▶ [EXTRACT PROVIDED]:
"""
Great post, Kathy. What a positive reminder for all of us on this holiday. What a gift it truly is to be able to experience community and genuine relationship with others. Whatever the abuses we've all dealt with from the narcissists in our lives, our ability to fell deeply, to care, to commune, is something they simply cannot take from us.


At 9:08 AM, Anonymous Anonymous said...

i've been debating this very thing this last weekend with a very dear friend who seems to understand...i wonder at times if my NH does somehow know what he is missing and just opts out. ive done a 'good job' of alienating him from standoffish has worked-in that he seems to acknowledge that clue(FINALLY). he definitely seems to be keeping 'away' from me. he appears to be a better (more attentive and involved in the "fun stuff") father. the kids no longer are afraid of him. but instead of feeling joy for that,i feel sorrow and left out (NO-I DON'T WANT BACK IN ! the wounds are still gaping and oozing from previous times) I am fighting jealousy. i could use some tips and feedback on this...
hmmm...i lost my train of thought...
still struggling-jt

At 9:12 AM, Anonymous Anonymous said...

oh maybe it was about how thrown off i feel by how genuine he seems (he appears more normal than he has for a long time... still odd in my perspective- but seems to be functioning in a normal way to and with other people) if he 'didn't know what he was missing' then how could he 'know' to try to get it back. feedback is appreciated...i can tell i'm starting to get depressed by all of this again jt

At 10:38 AM, Anonymous Anonymous said...
"""
▶ [MATERIAL SUPPLIED]:
"""
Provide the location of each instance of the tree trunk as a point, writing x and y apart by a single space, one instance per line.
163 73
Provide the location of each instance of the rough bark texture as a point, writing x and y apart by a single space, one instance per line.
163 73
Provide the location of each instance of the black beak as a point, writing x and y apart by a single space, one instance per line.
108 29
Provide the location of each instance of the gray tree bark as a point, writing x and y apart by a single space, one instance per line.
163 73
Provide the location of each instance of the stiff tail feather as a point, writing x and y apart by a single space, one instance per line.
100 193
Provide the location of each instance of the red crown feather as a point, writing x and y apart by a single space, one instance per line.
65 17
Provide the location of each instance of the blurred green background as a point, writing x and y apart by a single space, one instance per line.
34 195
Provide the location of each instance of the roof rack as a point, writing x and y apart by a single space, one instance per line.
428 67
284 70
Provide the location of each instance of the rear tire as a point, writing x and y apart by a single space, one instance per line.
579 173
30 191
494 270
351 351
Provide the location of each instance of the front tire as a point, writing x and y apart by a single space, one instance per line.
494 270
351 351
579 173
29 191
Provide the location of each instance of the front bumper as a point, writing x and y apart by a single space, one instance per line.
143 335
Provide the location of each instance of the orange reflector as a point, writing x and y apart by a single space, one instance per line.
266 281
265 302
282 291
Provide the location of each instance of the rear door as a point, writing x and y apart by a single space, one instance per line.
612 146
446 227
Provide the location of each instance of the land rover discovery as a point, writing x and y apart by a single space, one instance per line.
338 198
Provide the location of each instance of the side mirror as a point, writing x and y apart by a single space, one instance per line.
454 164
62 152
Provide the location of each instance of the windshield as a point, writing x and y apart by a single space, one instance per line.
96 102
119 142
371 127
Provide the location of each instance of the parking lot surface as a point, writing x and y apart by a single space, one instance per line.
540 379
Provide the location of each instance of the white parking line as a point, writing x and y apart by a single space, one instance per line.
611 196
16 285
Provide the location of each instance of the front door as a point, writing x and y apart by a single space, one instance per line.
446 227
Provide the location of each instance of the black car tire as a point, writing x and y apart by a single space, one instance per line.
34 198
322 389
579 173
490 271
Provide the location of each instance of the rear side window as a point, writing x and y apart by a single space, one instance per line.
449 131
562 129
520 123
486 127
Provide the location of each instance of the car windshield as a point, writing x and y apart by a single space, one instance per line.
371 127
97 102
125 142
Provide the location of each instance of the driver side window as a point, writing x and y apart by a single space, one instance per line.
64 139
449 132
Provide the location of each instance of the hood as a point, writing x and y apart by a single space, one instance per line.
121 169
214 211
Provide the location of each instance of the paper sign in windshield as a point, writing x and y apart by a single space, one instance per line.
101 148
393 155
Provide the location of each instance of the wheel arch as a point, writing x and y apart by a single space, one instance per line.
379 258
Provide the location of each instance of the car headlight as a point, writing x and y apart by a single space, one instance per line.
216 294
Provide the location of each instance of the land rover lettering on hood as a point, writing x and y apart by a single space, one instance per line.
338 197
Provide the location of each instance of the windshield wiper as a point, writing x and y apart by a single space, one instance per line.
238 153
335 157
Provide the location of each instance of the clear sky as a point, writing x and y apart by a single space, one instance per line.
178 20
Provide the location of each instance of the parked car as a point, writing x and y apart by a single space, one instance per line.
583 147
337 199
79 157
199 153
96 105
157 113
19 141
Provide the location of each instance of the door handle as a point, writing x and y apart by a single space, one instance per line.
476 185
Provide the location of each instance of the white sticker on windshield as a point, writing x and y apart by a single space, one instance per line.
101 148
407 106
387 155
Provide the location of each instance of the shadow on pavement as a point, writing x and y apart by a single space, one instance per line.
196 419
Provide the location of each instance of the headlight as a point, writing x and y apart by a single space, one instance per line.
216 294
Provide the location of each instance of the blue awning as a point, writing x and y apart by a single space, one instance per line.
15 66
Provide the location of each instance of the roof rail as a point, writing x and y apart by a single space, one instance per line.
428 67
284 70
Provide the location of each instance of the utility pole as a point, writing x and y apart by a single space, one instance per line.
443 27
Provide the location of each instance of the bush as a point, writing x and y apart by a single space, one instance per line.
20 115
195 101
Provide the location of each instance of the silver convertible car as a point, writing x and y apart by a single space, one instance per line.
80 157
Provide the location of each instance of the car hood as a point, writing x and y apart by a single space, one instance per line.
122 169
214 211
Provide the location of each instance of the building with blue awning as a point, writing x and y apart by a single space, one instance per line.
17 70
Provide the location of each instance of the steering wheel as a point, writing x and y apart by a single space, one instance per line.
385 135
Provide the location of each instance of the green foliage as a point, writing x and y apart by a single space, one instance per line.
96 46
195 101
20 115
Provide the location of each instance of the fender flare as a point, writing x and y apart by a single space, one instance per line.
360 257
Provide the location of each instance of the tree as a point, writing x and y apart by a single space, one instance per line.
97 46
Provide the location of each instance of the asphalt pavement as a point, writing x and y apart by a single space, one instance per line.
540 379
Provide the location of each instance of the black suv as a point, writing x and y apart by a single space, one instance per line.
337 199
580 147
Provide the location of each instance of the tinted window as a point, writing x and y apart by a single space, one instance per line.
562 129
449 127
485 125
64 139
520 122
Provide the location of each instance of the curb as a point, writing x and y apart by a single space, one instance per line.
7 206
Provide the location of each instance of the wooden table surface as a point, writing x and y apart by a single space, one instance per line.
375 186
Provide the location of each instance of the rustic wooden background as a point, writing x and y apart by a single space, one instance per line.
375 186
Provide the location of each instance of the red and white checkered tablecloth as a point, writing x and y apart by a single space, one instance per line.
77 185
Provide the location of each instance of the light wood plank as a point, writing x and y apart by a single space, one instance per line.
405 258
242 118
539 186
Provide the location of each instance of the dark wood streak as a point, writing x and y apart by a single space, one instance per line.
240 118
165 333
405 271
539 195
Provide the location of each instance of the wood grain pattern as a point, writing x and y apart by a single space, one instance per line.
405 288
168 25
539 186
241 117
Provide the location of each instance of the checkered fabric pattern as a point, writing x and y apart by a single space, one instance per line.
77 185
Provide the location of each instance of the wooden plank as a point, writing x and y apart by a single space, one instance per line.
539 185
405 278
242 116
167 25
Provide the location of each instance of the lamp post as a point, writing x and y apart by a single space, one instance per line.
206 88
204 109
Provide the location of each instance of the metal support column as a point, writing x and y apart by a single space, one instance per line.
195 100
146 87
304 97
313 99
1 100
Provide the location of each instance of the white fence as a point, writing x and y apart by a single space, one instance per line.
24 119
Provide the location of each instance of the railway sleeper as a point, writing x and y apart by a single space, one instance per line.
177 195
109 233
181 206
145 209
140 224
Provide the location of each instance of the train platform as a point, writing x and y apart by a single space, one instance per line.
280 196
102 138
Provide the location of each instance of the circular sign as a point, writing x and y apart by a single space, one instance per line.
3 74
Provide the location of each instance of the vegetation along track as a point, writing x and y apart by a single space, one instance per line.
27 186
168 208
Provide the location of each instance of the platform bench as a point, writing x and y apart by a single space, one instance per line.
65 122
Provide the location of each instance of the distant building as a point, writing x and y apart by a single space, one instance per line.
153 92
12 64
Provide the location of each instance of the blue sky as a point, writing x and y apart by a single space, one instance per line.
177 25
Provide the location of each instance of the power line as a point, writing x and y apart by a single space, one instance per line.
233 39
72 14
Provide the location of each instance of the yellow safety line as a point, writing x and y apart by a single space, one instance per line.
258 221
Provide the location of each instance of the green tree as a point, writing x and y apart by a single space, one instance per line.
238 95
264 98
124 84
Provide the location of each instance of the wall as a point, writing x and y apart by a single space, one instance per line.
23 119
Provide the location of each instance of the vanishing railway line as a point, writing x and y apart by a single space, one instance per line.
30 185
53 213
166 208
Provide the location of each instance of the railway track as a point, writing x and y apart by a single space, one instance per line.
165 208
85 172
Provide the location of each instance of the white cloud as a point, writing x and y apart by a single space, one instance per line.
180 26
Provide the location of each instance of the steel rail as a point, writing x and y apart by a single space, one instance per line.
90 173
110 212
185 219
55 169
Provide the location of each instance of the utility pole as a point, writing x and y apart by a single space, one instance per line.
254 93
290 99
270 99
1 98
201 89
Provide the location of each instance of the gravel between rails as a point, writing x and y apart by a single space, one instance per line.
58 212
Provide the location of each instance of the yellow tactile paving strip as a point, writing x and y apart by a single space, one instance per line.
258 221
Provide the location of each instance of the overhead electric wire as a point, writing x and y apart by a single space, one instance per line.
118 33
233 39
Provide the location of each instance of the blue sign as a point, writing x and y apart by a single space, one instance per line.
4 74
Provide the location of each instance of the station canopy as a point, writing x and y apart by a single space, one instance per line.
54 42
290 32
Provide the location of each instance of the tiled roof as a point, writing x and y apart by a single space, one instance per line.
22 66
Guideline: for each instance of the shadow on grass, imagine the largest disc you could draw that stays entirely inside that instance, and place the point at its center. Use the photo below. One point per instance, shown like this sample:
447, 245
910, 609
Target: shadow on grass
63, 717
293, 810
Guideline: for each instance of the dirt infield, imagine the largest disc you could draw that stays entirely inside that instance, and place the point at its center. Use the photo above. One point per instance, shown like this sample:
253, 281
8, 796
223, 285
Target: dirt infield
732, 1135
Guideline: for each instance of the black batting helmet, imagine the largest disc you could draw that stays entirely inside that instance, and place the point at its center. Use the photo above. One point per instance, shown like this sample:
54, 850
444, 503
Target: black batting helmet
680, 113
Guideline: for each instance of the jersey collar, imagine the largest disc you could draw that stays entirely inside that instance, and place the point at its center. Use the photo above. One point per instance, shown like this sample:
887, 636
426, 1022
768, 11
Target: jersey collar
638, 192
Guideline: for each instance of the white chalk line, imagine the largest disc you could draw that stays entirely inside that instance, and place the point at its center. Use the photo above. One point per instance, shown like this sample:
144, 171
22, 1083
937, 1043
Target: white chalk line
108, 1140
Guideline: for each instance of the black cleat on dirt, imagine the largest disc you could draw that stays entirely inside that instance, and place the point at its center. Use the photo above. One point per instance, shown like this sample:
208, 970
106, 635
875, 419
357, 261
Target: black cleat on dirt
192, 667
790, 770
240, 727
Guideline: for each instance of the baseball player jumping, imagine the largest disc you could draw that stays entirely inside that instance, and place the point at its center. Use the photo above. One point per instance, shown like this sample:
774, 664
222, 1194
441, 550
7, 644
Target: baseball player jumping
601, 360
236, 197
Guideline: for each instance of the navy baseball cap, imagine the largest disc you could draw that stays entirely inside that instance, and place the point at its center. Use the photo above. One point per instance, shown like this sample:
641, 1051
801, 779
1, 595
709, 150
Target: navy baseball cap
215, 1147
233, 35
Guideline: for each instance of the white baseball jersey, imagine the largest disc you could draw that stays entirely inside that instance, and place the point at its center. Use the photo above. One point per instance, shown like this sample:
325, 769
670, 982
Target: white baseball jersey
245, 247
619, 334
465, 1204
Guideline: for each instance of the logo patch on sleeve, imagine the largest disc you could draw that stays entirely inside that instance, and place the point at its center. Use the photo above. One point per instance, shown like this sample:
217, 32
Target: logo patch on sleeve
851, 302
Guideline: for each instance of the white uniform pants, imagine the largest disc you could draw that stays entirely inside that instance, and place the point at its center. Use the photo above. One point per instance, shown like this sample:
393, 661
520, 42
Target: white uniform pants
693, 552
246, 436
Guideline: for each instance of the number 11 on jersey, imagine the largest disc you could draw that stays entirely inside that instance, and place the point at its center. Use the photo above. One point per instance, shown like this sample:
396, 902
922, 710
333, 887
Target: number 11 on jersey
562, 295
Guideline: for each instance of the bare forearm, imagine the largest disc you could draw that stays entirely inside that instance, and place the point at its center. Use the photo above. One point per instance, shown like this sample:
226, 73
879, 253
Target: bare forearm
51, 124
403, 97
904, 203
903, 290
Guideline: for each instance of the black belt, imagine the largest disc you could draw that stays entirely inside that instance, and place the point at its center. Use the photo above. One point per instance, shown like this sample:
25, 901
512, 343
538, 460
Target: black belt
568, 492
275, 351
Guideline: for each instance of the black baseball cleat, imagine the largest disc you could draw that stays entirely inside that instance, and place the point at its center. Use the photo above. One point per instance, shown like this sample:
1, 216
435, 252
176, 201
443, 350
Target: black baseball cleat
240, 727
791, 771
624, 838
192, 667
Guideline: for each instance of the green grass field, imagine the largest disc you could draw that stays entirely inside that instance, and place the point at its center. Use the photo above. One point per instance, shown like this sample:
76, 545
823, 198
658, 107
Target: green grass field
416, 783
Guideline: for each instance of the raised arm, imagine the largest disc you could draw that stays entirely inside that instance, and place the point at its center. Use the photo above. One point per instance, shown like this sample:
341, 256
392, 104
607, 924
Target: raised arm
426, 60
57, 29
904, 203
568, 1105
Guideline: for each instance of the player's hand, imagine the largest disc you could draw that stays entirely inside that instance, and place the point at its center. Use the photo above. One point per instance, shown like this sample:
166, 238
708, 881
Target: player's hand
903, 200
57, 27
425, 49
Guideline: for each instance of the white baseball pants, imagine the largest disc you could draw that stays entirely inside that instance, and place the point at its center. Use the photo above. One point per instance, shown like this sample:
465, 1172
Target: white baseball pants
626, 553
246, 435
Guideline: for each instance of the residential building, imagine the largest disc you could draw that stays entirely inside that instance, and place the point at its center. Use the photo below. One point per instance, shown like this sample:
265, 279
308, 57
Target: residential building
"""
▶ [ACTIVITY 1]:
Output the part of the comment thread from "i've been debating" up to and including "9:12 AM, Anonymous Anonymous said...", reproducing it character for character.
▶ [ACTIVITY 2]:
In the comment thread, how do the kids now feel about the father the commenter jt describes?
▶ [ACTIVITY 3]:
Take the comment thread further, picking up right after its final line.

▶ [TASK ANSWER 1]:
i've been debating this very thing this last weekend with a very dear friend who seems to understand...i wonder at times if my NH does somehow know what he is missing and just opts out. ive done a 'good job' of alienating him from standoffish has worked-in that he seems to acknowledge that clue(FINALLY). he definitely seems to be keeping 'away' from me. he appears to be a better (more attentive and involved in the "fun stuff") father. the kids no longer are afraid of him. but instead of feeling joy for that,i feel sorrow and left out (NO-I DON'T WANT BACK IN ! the wounds are still gaping and oozing from previous times) I am fighting jealousy. i could use some tips and feedback on this...
hmmm...i lost my train of thought...
still struggling-jt

At 9:12 AM, Anonymous Anonymous said...

▶ [TASK ANSWER 2]:
They are no longer afraid of him.

▶ [TASK ANSWER 3]:
I agree. One of the greatest things to come out of my divorce from my ex-N is that I have friends again! People I like and who like me and who I want to spend time with and who want to spend time with me now that I am not burdened with that evil, obnoxious, unpleasant man who did his best to look down his nose at every person I ever tried to befriend and associate with during our 12 years together.

I am having FUN again, I am laughing again, I have a sense of humor again. Narcissists kill all joy around them, like JK Rowlings' dementors, and only when you have been away from them for some time do you begin to blossom and rejoin the human race as a person worth being around! I am normal again, plain, boring old normal and it is wonderful.

Other than the part where I have to deal with my ex-N every day because of our two young children...but it is better than being married to him, that is for sure!

At 1:44 AM, Anonymous Anonymous said...

I think they feel they are missing something but donn't have a clue why they donn't realy get it, or how to realy get it.
To get real intimicy, love, friendship, you have to have the ability to realy respect and appriciate other people. Feel humble also sometimes.
This is impossible for people with NPD. They cann't help feeling grandiose and from that point of view they have to critisice and tear other people down. Especialy when things are going 'well', when they are in a possition of power and things are coming their way, they are as bad and evil like the devil himself.
But when things are going worse, when they lose their job, get older, lose their beauty, lose important people, they can panic and start feeling really depressed.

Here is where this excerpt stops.